WRITTEN INSTRUCTION 1
In the Girolamo Orsaja biography, reproduce the passage starting at "Girolamo Orsaja, O.M." and ending at "Archbishop of Rossano.", substituting "friar" for "priest".

- Church: Catholic Church
- Diocese: Archdiocese of Rossano
- In office: 1676–1683
- Predecessor: Angelo della Noca
- Successor: Girolamo Compagnone

Orders
- Consecration: 1 March 1676 by Bernardino Rocci

Personal details
- Died: 13 June 1683 Rossano, Italy

= Girolamo Orsaja =

Girolamo Orsaja, O.M. (died 1683) was a Roman Catholic prelate who served as Archbishop of Rossano (1676–1683).

==Biography==
Girolamo Orsaja was ordained a priest in the Order of Minims.
On 24 February 1676, he was appointed during the papacy of Pope Clement X as Archbishop of Rossano.

PROVIDED RECORDS
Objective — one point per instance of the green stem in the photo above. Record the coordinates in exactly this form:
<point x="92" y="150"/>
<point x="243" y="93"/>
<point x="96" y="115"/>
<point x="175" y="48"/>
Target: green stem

WRITTEN INSTRUCTION 2
Copy every one of the records above, character for character and line by line.

FINISHED ANSWER 1
Girolamo Orsaja, O.M. (died 1683) was a Roman Catholic prelate who served as Archbishop of Rossano (1676–1683).

==Biography==
Girolamo Orsaja was ordained a friar in the Order of Minims.
On 24 February 1676, he was appointed during the papacy of Pope Clement X as Archbishop of Rossano.

FINISHED ANSWER 2
Objective — one point per instance of the green stem in the photo above. Record the coordinates in exactly this form:
<point x="92" y="150"/>
<point x="243" y="93"/>
<point x="96" y="115"/>
<point x="175" y="48"/>
Target: green stem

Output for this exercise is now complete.